[Referring expression data]
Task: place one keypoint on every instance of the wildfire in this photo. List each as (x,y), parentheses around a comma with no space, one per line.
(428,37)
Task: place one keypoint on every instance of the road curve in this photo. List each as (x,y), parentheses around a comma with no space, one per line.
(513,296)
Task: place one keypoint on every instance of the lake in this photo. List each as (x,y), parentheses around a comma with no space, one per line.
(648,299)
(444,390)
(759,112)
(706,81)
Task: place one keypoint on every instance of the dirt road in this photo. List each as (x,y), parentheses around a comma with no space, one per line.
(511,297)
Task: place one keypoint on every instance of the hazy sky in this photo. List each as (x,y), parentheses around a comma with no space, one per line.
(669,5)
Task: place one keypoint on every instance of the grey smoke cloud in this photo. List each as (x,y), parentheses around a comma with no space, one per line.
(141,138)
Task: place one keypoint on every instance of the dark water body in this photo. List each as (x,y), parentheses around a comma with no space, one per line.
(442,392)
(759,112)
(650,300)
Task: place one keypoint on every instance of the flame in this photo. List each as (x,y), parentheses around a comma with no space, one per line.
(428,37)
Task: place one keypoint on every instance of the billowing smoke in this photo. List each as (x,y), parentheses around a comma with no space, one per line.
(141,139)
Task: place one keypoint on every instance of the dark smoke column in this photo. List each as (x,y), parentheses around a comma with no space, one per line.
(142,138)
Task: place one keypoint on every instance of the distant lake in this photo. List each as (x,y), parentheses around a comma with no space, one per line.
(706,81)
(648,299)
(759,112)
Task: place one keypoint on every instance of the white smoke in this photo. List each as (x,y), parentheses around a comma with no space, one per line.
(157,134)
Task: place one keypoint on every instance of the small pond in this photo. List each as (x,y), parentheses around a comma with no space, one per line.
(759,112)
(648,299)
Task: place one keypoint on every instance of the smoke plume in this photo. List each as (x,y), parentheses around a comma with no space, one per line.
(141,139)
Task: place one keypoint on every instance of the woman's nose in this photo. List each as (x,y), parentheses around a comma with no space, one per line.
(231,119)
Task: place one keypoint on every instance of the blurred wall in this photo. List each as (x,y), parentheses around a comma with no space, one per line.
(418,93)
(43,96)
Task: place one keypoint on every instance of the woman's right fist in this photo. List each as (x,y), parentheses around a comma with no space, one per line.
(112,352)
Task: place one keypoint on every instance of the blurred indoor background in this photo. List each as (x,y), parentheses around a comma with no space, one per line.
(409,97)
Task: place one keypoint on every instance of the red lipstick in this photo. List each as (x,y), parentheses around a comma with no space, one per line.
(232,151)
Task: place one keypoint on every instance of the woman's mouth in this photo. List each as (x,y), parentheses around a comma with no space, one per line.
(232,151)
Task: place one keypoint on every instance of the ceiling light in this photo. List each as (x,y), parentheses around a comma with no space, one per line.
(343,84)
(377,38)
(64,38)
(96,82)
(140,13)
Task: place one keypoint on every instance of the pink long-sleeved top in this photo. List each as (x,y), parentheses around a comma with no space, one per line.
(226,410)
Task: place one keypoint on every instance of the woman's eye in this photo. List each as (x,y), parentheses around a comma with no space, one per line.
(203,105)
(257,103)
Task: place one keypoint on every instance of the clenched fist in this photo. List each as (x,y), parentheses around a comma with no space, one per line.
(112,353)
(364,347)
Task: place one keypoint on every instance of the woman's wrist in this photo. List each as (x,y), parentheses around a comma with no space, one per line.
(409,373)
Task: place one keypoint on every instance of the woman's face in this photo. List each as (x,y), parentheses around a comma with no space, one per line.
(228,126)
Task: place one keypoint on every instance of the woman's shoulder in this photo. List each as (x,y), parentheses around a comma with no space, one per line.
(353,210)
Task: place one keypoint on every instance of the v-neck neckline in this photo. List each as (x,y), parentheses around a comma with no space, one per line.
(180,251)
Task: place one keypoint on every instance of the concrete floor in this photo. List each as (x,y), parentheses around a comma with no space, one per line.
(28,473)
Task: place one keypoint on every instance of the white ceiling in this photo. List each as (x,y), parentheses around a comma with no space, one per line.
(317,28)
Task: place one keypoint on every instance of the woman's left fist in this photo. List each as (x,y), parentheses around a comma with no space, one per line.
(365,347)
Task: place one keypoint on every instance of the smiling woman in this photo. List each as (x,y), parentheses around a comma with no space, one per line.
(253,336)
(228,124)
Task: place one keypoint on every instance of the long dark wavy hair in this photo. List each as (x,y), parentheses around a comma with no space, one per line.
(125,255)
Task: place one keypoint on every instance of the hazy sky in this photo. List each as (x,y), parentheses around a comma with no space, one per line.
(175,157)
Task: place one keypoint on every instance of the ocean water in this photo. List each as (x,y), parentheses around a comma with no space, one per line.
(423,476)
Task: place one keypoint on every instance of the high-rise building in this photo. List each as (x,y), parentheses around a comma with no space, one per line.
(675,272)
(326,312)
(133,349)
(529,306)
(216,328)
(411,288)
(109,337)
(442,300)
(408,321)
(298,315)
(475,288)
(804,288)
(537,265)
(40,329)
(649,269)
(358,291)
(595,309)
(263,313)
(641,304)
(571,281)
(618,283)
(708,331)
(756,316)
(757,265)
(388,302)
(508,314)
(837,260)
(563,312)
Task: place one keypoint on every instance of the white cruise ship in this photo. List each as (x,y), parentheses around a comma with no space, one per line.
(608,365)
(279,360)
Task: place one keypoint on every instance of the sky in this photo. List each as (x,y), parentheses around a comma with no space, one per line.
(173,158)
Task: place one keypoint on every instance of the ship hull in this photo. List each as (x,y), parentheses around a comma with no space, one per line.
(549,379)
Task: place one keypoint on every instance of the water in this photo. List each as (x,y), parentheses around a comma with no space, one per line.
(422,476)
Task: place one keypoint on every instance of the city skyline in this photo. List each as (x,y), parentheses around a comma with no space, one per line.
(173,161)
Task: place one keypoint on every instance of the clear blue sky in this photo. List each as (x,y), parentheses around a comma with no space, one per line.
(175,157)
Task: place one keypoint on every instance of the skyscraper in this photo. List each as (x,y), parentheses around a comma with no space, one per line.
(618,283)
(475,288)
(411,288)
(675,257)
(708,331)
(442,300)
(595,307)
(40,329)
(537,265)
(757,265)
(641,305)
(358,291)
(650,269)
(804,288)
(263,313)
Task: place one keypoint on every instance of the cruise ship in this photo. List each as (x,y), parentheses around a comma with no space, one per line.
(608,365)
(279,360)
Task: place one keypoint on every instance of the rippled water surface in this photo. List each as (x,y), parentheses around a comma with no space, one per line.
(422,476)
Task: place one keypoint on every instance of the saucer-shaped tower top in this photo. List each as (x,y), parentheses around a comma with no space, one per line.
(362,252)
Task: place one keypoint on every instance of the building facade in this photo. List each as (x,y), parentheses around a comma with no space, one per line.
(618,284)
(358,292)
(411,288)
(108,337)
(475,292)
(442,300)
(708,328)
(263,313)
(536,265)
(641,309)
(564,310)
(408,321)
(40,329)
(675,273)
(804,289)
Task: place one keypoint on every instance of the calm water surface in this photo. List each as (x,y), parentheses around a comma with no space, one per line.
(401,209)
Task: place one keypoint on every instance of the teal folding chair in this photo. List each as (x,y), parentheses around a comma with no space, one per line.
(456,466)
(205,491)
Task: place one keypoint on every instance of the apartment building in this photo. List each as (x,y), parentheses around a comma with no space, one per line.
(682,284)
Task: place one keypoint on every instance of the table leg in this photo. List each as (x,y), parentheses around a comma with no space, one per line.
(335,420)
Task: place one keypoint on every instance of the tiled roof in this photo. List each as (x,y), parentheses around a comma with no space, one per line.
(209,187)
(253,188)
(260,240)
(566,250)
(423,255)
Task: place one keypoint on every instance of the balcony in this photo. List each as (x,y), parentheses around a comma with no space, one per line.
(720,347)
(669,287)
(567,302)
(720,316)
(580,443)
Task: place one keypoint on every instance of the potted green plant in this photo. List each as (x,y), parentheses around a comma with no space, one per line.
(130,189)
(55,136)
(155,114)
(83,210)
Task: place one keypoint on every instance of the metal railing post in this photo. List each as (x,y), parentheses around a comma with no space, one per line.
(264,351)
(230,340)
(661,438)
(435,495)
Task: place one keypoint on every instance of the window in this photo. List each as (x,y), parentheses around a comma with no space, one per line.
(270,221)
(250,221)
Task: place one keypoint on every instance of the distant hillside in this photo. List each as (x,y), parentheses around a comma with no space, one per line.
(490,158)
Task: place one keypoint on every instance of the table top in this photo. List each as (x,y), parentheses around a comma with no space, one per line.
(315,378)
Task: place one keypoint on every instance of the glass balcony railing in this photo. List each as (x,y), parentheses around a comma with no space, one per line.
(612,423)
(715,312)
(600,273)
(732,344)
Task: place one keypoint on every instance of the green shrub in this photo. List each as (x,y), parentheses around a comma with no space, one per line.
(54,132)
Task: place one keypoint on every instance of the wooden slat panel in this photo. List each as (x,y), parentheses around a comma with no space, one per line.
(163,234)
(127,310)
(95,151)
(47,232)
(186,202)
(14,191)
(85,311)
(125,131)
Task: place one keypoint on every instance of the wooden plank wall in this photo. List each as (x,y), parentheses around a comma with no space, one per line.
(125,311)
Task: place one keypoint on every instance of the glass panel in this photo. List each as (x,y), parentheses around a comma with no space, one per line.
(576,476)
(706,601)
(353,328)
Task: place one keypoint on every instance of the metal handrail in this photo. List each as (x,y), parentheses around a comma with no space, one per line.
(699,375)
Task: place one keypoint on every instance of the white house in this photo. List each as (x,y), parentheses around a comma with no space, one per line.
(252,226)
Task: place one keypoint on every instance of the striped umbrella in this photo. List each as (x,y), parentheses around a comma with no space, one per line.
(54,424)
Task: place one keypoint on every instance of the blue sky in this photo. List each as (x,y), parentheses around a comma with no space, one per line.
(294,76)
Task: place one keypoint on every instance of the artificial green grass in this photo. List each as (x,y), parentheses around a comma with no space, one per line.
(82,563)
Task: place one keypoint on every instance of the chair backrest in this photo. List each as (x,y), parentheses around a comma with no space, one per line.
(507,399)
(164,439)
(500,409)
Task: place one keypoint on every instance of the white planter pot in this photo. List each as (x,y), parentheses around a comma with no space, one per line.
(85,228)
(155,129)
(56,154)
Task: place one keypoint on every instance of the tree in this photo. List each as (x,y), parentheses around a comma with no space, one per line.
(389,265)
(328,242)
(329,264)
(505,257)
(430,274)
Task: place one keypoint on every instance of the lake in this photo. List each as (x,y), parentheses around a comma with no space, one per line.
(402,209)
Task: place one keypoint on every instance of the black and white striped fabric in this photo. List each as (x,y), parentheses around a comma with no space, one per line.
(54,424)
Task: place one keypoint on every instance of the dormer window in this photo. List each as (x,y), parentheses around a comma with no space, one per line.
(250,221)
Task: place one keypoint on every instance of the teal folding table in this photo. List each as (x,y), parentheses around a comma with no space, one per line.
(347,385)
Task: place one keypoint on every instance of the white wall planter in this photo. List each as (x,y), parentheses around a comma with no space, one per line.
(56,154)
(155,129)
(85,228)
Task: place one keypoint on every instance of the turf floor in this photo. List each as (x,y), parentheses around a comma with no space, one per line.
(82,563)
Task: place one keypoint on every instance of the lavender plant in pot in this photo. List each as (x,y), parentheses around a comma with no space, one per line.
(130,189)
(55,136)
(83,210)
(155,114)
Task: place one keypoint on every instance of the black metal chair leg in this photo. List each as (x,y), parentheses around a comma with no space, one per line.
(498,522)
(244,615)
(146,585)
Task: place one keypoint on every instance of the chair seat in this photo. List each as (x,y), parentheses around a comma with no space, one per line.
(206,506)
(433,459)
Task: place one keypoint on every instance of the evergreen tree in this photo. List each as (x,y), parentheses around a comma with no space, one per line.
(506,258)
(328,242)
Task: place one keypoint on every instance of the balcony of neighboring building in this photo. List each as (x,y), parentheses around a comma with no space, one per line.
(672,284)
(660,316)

## What is required
Nothing but the lines from the one containing "Task: place one keypoint on every instance of the balcony of" through the end of the entries belongs in the answer; repeat them exactly.

## Result of this exercise
Task: place one keypoint on every instance of the balcony of neighboring building in this photo. List each as (x,y), parentheses around a comma with no space, one per line.
(672,284)
(660,316)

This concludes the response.